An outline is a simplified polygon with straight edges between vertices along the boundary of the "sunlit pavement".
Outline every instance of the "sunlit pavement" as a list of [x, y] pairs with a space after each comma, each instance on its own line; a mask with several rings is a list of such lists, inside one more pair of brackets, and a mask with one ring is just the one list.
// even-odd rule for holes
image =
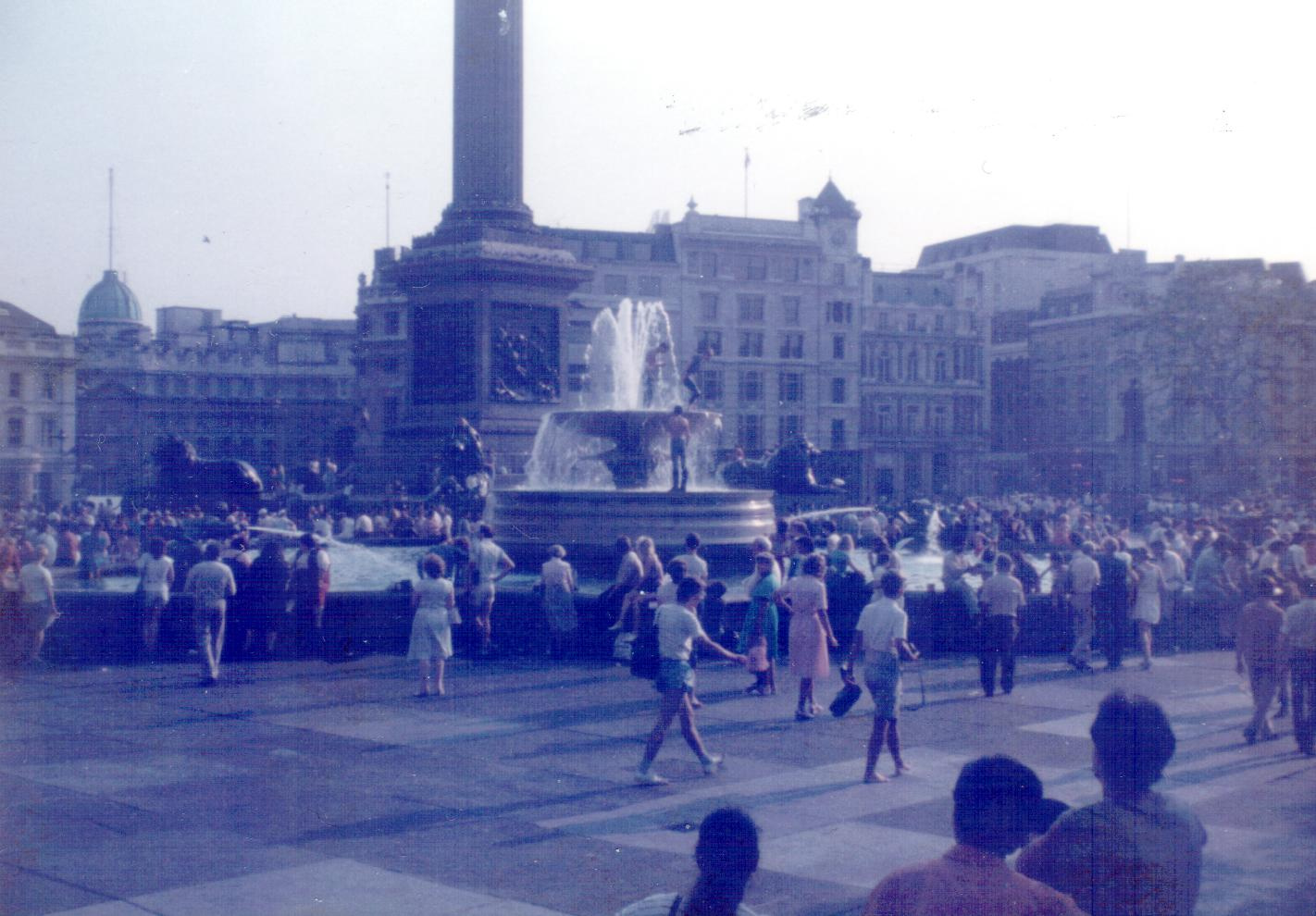
[[1048, 794], [1095, 799], [1087, 726], [1123, 687], [1174, 721], [1162, 787], [1211, 837], [1198, 912], [1311, 916], [1316, 762], [1288, 720], [1244, 744], [1230, 654], [1136, 663], [1024, 659], [1013, 695], [982, 699], [970, 659], [925, 662], [901, 719], [915, 771], [876, 786], [859, 780], [866, 699], [796, 723], [784, 671], [778, 696], [747, 698], [749, 675], [705, 663], [699, 725], [724, 771], [704, 776], [674, 728], [662, 787], [630, 782], [655, 695], [617, 667], [458, 661], [446, 699], [416, 699], [390, 657], [230, 665], [209, 690], [195, 666], [42, 669], [0, 686], [0, 912], [612, 913], [688, 886], [692, 825], [722, 804], [762, 827], [751, 905], [857, 912], [887, 871], [950, 845], [973, 757], [1009, 753]]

○ ○ ○

**Task to complete**
Print every row above again without changing anything, and leave the pictures out.

**Answer to this task**
An outline is a simplified polygon with straight edges between vertices along the boundary of the "sunlit pavement".
Outline every instance of the "sunlit pavement" as a list of [x, y] pairs with a space after each comma, each instance on its own line; a mask with several rings is a list of such lists, inside one more pair of brackets, and a mask with one ring is just the one list.
// even-odd rule for holes
image =
[[1048, 794], [1095, 799], [1087, 726], [1123, 687], [1174, 721], [1162, 787], [1211, 837], [1198, 912], [1311, 916], [1316, 762], [1288, 720], [1244, 744], [1230, 654], [1136, 663], [1024, 659], [1013, 695], [982, 699], [970, 659], [925, 662], [901, 719], [915, 771], [876, 786], [859, 780], [866, 699], [796, 723], [784, 671], [778, 696], [747, 698], [749, 675], [705, 663], [699, 725], [724, 771], [704, 776], [674, 728], [662, 787], [630, 782], [655, 695], [617, 667], [458, 661], [446, 699], [416, 699], [390, 657], [230, 665], [209, 690], [195, 666], [42, 669], [0, 686], [0, 912], [612, 913], [688, 886], [692, 825], [722, 804], [762, 827], [751, 905], [857, 912], [887, 871], [950, 845], [973, 757], [1009, 753]]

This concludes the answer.